**TASK STATEMENT**
Extract all of the lines below and reproduce each one word for word.
## START ENTRIES PROVIDED
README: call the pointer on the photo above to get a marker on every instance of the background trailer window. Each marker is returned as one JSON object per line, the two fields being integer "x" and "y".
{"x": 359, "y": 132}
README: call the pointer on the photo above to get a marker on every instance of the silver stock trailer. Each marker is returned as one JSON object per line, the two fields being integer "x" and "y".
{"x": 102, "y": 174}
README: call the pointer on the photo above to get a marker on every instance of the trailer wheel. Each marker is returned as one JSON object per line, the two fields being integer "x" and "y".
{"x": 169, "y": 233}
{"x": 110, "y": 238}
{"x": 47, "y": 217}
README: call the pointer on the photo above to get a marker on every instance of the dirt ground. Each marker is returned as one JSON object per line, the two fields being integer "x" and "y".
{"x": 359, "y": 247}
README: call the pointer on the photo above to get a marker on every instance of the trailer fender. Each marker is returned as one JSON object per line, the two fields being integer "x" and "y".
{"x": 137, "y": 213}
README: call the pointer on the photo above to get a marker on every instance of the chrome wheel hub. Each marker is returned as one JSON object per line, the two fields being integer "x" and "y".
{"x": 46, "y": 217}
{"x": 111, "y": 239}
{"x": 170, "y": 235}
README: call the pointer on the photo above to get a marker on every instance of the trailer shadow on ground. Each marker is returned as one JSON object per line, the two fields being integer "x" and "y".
## END ENTRIES PROVIDED
**SOLUTION BELOW**
README: call the pointer on the photo above to get a marker on every instance of the background trailer window. Each marker is returned as one JSON object per line, the two fields being integer "x" and "y".
{"x": 359, "y": 132}
README: call the pointer on the photo above to get a marker on every instance of the silver stock trailer. Each marker is returned as one JSON object per line, the two fields being integer "x" and "y".
{"x": 102, "y": 174}
README: call the pointer on the photo above to get a marker on every instance of the trailer wheel. Each marker is returned as one JSON object per line, the two fields being integer "x" and "y".
{"x": 169, "y": 233}
{"x": 110, "y": 238}
{"x": 47, "y": 217}
README: call the pointer on the photo above to get a marker on every instance of the dirt ground. Each marker is returned as one JSON object per line, the two fields being integer "x" and "y".
{"x": 359, "y": 247}
README: call the pointer on the photo above to get a marker on every instance of the trailer fender. Each marker is returned as one JSON object per line, the two fields being integer "x" and "y".
{"x": 137, "y": 213}
README: call the pointer on the photo above to get a marker on every instance of the chrome wheel hub. Each marker is returned as one JSON object per line, the two fields being integer "x" and "y".
{"x": 46, "y": 217}
{"x": 111, "y": 239}
{"x": 170, "y": 235}
README: call the pointer on the photo above to get a marker on every instance of the trailer shadow on ground. Each marker is returned as one JSON object per line, the two fields being integer "x" and "y".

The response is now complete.